Richiesta scritta 1:
Individua e copia tutte le righe dei record che contengono la stringa "shingled". Tieni conto di maiuscole e minuscole.

Testo fornito:
+++
Nostro figlio si costruisce l’immagine di sé riflettendosi nei nostri occhi, nello sguardo che abbiamo verso di lui, nel nostro modo di trattarlo; noi siamo lo specchio in cui vede riflessa la sua immagine. Se io gli rimando un’immagine di incapacità, di infantilismo, di limite esonerandolo dalle regole egli avrà un’immagine di sé riduttiva e sarà molto difficile che riesca a far emergere tutte le sue potenzialità. Se io continuo a tenerlo costantemente per mano e lo tratto da bambino anche quando è grande, se per proteggerlo non gli permetto di sperimentare la vita vera, con tutte le regole che questa comporta, l’autonomia e la vita indipendente restano un’utopia.
Parliamoci chiaro, non è che vada sempre bene l’immagine riflessa che, come operatori, insegnanti, educatori, professionisti vari, rimandiamo alle persone con disabilità di cui ci occupiamo: quando va bene sono per sempre ragazzi, ma alle volte, troppe volte, fanno “i lavoretti”, prendono “la paghetta”, per non parlare de “il problema della sessualità”. L’autodeterminazione è un diritto scomodo che richiede agli operatori un cambio di posizionamento nel lavoro di cura. Se non lo troviamo e non rendiamo un po’ più normale, come facciamo a chiedere alle famiglie di farlo?
La possibilità di raggiungere una condizione adulta e una vita indipendente è strettamente legata alla capacità dei genitori di modificare nel tempo il loro modo di relazionarsi con il figlio e alla loro capacità di distanziamento per permettergli di diventare grande. Certamente per un genitore è una strada molto difficile e faticosa.
Dare indipendenza a qualunque figlio è difficile, se il figlio ha una disabilità intellettiva la fatica per me genitore è doppia perché lui non ha la forza di sganciarsi da solo. Perciò devo essere io a superare anche per lui l’istinto di continuare a tenerci per mano e mollare gradualmente la mano che tengo stretta, e che lui da solo non sarebbe in grado di mollare, per permettergli di accendere il “suo” pensiero e percorrere la sua strada. Tenerlo sotto le mie ali protettive potrebbe essere più tranquillizzante per me. Conosco i suoi limiti, ma se gli riconosco anche il diritto ad una sua vita indipendente e vissuta in tutti i suoi aspetti, compreso quello affettivo e sessuale, egli potrà riuscire a farlo solo se io genitore riesco a fare un passo indietro, se io ho la forza e la capacità di tagliare quel cordone ombelicale che ci tiene entrambi attaccati, per permettergli di camminare con le sue gambe.
Ci siamo resi conto che nei confronti dei figli noi facciamo spesso un’azione di sostituzione: pensiamo per loro, parliamo al loro posto, decidiamo per loro, organizziamo noi la loro vita, gliela facilitiamo il più possibile. Ma questi atteggiamenti non li aiutano a crescere nel pensiero e a diventare adulti!
+++
Richiesta scritta 2:
Trascrivi fedelmente la parte del testo fornito compresa tra "Nostro figlio si" e "indipendente restano un’utopia.", estremi inclusi.
+++
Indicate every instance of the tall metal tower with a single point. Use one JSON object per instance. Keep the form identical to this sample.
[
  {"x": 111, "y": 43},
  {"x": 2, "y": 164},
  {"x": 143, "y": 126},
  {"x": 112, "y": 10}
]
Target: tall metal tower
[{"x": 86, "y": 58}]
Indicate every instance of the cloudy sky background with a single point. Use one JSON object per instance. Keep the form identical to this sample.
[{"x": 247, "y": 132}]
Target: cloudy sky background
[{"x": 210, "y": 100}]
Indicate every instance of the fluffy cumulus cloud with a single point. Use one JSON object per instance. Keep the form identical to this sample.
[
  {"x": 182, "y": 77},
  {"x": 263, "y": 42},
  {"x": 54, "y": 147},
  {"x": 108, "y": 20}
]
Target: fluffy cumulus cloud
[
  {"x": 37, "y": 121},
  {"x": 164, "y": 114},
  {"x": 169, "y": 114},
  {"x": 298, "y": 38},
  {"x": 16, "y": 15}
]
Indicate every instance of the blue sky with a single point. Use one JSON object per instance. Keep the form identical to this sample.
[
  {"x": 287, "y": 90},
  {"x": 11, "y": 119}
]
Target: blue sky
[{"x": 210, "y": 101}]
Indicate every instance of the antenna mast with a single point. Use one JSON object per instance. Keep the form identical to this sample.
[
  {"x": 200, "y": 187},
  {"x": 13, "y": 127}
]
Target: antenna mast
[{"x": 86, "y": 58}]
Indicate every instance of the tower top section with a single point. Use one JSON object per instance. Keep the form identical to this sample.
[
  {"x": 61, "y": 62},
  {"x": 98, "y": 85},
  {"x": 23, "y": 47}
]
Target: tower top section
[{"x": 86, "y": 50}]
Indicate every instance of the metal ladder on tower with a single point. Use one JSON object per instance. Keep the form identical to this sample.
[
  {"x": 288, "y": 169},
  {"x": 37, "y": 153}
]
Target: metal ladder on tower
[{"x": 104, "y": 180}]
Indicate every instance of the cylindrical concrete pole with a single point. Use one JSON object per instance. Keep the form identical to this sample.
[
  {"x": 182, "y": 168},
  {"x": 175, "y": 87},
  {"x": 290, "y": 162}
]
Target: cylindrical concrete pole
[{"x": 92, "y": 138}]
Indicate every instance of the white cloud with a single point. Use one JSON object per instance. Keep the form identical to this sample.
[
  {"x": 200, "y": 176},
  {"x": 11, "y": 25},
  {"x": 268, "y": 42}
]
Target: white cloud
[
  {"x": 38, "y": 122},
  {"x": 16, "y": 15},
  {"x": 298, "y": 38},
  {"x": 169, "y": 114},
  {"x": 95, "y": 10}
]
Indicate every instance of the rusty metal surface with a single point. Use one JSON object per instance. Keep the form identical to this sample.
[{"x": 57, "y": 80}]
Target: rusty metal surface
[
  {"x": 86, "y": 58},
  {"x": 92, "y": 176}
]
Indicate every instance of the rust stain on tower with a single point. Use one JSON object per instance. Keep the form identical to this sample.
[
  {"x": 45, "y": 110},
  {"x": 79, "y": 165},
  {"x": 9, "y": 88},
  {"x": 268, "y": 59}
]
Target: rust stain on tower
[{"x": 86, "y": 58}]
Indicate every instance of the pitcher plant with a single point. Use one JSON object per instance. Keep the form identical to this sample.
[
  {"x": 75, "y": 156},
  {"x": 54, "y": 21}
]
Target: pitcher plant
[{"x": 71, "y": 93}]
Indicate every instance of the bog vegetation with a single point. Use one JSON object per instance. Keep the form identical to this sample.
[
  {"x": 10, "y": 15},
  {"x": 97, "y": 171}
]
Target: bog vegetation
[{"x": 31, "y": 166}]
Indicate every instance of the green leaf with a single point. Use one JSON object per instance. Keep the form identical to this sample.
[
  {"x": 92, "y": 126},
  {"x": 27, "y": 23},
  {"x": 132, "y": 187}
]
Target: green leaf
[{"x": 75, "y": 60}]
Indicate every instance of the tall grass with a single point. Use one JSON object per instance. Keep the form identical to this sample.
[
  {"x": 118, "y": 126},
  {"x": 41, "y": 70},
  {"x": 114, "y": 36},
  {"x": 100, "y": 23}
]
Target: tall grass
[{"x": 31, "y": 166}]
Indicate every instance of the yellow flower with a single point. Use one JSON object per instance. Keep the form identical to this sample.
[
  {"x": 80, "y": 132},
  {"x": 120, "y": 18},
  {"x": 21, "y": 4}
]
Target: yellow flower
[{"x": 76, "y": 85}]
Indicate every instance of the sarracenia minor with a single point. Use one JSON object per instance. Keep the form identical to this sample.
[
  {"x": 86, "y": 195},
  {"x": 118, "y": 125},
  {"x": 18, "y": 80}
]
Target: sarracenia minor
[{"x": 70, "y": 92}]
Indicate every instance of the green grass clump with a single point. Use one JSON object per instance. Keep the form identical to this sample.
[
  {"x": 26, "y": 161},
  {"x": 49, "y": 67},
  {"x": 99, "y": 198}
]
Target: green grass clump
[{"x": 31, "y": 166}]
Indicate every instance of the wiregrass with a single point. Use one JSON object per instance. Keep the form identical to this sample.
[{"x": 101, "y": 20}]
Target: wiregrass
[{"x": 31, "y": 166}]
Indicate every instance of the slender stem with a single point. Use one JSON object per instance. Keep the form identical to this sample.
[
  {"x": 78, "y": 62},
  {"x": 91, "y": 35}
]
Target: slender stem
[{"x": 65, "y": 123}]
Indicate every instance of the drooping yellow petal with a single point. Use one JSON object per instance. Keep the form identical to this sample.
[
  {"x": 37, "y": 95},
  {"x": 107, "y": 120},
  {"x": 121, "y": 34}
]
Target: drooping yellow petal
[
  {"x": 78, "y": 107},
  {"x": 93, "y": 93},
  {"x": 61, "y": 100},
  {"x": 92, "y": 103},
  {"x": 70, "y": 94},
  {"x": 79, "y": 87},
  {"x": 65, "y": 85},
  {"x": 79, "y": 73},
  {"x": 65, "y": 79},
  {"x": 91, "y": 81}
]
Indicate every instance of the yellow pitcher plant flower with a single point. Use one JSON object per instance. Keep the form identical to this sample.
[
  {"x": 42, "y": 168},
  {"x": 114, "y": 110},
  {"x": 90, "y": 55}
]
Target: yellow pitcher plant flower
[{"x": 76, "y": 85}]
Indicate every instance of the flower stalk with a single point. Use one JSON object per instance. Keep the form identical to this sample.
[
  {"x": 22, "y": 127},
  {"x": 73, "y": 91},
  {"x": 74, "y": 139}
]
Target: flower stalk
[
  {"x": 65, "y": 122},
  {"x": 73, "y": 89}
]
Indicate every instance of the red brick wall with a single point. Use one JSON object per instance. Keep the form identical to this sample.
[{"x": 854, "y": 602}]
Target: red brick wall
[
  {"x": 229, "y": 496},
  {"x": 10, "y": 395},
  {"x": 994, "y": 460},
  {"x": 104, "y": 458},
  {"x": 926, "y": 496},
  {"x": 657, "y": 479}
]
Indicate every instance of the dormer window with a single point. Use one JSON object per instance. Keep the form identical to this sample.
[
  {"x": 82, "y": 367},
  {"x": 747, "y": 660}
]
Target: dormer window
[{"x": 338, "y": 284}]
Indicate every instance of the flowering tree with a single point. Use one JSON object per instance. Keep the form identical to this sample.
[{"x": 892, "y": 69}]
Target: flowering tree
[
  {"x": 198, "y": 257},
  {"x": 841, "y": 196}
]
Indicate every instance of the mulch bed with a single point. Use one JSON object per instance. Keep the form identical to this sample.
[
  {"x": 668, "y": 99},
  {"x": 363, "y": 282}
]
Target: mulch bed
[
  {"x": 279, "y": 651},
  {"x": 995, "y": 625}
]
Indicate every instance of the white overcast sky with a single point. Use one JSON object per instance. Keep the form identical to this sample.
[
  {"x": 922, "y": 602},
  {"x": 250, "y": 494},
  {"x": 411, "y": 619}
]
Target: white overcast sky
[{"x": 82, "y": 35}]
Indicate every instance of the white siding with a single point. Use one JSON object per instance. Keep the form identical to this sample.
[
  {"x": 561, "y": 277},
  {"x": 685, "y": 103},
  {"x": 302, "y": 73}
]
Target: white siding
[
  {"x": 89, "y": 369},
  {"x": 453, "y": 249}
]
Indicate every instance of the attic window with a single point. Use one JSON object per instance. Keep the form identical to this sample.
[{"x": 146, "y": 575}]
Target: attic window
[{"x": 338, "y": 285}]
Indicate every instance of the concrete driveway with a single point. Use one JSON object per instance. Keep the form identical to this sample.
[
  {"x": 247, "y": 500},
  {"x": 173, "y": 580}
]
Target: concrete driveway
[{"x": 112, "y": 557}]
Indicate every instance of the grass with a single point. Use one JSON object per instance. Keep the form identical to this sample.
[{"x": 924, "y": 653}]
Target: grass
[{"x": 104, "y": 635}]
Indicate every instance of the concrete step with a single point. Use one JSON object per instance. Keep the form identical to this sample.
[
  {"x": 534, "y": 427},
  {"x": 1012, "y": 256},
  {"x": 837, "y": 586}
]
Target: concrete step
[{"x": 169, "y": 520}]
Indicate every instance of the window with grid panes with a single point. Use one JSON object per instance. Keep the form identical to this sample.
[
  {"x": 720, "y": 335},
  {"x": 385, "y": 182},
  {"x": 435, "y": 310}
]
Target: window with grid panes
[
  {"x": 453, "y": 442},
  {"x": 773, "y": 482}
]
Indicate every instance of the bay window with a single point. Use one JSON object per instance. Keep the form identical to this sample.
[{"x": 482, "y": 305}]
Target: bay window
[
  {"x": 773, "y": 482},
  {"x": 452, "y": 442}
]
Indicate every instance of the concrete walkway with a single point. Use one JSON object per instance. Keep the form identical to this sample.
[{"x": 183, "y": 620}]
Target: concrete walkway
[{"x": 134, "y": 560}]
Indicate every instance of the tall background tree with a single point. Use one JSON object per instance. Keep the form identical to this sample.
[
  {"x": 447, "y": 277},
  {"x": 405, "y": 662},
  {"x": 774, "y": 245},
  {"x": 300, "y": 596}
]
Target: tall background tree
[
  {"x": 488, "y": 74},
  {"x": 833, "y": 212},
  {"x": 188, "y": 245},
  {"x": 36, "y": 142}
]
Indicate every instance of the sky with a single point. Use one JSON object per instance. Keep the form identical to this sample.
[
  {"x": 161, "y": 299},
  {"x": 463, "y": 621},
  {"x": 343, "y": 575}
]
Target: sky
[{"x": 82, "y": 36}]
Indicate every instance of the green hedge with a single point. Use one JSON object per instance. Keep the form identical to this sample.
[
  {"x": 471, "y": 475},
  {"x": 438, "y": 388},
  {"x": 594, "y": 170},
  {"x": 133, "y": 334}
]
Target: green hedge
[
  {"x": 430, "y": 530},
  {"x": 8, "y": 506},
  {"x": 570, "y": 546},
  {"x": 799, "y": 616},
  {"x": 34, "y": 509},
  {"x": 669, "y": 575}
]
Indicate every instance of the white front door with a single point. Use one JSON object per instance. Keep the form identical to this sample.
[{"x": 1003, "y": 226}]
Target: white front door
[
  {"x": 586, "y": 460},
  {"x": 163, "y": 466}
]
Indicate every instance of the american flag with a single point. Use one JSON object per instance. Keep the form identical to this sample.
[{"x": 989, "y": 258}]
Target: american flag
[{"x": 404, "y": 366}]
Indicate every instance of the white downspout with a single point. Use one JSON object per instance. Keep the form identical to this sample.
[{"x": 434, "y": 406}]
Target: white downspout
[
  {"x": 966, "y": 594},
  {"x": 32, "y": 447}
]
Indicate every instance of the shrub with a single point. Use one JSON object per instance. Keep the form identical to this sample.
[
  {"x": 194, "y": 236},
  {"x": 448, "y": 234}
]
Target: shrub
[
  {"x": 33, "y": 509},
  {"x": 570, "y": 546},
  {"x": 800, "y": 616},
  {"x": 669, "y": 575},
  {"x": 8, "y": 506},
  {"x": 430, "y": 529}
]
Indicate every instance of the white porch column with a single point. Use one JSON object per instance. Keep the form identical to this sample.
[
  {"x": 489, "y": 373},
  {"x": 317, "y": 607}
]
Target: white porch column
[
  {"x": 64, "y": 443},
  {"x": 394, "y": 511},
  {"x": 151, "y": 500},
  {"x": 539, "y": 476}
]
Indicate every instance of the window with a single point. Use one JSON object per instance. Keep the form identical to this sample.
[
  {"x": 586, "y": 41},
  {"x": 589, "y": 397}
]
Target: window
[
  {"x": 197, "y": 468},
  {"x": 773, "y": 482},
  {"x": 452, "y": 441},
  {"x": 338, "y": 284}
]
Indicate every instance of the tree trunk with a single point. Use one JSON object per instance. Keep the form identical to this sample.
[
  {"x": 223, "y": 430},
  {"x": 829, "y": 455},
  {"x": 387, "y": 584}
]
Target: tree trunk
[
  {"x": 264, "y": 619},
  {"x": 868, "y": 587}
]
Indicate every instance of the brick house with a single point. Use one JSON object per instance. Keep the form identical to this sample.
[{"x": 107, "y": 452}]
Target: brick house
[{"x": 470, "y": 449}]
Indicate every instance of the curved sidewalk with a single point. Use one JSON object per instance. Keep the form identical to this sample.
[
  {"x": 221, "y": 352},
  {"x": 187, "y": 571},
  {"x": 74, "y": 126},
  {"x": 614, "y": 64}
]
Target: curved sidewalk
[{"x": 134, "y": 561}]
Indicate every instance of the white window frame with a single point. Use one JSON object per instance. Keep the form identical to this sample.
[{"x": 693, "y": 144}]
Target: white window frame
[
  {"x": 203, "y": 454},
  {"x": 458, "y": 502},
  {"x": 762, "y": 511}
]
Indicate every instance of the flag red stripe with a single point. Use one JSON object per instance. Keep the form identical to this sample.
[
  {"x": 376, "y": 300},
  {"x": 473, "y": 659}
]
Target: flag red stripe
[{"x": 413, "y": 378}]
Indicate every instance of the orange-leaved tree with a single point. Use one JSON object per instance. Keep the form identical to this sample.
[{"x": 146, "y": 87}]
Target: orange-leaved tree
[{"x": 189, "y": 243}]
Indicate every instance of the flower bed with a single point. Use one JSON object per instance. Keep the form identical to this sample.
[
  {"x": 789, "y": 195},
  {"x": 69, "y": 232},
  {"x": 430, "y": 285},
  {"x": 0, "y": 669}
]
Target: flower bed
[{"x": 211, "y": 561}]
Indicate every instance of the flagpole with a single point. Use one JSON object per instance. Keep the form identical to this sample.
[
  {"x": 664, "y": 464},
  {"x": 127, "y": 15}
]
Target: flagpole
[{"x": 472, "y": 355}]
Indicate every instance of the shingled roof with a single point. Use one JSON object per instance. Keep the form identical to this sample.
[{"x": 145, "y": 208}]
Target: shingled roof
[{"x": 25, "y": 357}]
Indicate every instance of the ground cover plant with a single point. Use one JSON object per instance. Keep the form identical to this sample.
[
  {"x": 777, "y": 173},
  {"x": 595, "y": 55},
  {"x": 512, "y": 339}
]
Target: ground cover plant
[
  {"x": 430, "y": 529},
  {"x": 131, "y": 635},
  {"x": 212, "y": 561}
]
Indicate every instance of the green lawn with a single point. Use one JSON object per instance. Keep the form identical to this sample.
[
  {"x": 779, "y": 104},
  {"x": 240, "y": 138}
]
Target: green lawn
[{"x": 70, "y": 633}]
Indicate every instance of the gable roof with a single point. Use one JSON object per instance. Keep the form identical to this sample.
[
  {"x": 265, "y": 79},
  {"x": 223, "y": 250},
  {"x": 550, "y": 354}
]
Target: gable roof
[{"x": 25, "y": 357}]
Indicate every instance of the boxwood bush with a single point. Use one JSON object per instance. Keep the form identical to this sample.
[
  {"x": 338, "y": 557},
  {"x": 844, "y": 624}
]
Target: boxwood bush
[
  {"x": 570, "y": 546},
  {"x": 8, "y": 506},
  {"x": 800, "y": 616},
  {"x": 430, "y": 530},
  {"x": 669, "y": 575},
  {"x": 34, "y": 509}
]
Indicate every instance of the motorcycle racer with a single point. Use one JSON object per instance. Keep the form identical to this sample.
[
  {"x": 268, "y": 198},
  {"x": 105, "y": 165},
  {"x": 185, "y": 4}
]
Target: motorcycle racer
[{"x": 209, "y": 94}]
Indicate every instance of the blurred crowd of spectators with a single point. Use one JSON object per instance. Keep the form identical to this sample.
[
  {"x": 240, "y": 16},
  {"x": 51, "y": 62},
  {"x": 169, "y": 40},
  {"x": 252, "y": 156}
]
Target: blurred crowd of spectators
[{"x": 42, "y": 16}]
+++
Risposta finale 1:
Indicate every instance of the shingled roof with a single point. Use one JSON object per instance. Keep the form identical to this sample.
Target: shingled roof

Risposta finale 2:
Nostro figlio si costruisce l’immagine di sé riflettendosi nei nostri occhi, nello sguardo che abbiamo verso di lui, nel nostro modo di trattarlo; noi siamo lo specchio in cui vede riflessa la sua immagine. Se io gli rimando un’immagine di incapacità, di infantilismo, di limite esonerandolo dalle regole egli avrà un’immagine di sé riduttiva e sarà molto difficile che riesca a far emergere tutte le sue potenzialità. Se io continuo a tenerlo costantemente per mano e lo tratto da bambino anche quando è grande, se per proteggerlo non gli permetto di sperimentare la vita vera, con tutte le regole che questa comporta, l’autonomia e la vita indipendente restano un’utopia.